Top of Dataset extract

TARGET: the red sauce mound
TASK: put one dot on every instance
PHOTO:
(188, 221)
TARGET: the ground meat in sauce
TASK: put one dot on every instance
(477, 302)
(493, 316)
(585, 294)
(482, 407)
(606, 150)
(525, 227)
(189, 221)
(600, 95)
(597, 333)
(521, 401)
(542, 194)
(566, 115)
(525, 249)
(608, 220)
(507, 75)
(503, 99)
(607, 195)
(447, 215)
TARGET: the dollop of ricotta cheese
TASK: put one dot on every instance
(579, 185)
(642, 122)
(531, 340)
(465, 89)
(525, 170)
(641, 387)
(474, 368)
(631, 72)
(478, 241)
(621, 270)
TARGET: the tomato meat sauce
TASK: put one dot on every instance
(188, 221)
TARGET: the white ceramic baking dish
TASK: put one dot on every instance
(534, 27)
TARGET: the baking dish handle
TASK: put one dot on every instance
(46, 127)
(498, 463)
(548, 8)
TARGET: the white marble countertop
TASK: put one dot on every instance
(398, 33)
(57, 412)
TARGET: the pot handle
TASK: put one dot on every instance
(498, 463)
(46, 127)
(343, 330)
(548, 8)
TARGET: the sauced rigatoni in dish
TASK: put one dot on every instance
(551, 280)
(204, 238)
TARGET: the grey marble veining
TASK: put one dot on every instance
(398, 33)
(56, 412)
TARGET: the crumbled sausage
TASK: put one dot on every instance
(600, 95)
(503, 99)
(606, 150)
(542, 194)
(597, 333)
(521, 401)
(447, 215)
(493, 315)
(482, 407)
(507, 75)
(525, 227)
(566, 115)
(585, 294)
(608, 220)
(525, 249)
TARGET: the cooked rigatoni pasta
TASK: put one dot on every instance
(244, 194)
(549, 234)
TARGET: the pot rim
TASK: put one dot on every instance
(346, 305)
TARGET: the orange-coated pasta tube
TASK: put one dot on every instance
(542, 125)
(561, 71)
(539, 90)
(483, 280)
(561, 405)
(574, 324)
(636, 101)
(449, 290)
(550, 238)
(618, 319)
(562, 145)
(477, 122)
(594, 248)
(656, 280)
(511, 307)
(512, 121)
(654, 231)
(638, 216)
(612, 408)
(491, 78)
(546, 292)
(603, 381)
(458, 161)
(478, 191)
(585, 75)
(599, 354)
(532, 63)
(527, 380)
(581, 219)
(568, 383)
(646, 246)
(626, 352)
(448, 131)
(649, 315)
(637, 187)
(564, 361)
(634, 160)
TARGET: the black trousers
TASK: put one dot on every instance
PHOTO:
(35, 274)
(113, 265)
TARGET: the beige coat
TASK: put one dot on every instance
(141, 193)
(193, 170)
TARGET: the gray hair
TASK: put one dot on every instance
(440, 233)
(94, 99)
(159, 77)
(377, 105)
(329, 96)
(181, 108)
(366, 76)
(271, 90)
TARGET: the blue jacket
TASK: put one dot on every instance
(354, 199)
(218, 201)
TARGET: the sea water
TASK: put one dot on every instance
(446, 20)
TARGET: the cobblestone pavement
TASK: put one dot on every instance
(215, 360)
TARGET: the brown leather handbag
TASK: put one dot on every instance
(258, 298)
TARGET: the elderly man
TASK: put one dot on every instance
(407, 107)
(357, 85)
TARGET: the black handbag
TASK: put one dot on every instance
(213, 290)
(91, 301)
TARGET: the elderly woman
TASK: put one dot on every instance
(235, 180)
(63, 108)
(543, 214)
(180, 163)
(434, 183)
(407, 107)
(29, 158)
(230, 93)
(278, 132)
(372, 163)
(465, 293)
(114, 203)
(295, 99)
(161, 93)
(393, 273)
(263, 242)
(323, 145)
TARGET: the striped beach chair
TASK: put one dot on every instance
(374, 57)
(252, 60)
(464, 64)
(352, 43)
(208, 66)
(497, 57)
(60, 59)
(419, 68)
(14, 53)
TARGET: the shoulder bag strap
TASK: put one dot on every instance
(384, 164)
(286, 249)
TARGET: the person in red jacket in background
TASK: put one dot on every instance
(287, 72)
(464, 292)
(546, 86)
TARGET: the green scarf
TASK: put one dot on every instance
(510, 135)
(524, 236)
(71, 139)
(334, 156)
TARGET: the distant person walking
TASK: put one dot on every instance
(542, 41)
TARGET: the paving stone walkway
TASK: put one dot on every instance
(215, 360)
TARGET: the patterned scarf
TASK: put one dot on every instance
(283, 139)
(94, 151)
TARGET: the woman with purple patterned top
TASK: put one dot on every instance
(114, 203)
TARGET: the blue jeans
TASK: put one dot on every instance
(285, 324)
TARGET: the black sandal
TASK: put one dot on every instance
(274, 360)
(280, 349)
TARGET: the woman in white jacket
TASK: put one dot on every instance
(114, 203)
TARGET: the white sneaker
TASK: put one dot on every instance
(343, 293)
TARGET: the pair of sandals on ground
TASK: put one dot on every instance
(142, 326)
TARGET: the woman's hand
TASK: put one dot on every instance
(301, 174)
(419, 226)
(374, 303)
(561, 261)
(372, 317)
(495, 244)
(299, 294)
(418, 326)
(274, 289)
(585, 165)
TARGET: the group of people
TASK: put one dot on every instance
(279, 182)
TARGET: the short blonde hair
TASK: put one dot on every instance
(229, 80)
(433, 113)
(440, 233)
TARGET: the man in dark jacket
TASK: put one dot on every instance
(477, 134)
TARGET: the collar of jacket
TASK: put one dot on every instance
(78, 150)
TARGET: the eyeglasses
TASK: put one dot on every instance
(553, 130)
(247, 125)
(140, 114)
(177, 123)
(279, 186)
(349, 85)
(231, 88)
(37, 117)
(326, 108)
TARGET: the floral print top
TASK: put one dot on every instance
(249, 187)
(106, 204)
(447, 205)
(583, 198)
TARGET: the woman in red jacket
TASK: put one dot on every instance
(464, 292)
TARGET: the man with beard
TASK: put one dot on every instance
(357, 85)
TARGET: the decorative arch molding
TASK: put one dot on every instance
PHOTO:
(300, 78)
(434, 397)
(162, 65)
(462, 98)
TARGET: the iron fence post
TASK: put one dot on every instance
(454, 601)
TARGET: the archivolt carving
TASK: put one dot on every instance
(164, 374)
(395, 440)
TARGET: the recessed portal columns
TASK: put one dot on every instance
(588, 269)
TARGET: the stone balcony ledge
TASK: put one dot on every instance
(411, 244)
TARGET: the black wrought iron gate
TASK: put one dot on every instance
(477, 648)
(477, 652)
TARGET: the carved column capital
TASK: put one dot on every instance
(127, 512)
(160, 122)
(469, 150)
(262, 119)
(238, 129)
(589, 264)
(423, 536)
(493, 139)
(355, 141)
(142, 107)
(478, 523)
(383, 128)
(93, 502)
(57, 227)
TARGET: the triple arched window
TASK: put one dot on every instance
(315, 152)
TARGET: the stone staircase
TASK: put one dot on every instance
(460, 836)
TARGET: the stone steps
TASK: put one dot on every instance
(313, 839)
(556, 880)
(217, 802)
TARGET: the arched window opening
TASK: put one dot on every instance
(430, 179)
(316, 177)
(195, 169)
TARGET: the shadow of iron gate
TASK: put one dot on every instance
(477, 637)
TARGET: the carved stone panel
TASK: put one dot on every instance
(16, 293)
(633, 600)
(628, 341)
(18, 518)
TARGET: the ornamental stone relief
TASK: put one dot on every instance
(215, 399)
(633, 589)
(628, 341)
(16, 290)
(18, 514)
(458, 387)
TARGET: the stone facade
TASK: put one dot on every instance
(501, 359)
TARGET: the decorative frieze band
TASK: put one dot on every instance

Bottom of Dataset extract

Task to carry out
For the word "pasta", count how many lines of the entries contain it; give the number and nothing more.

Solution for this problem
2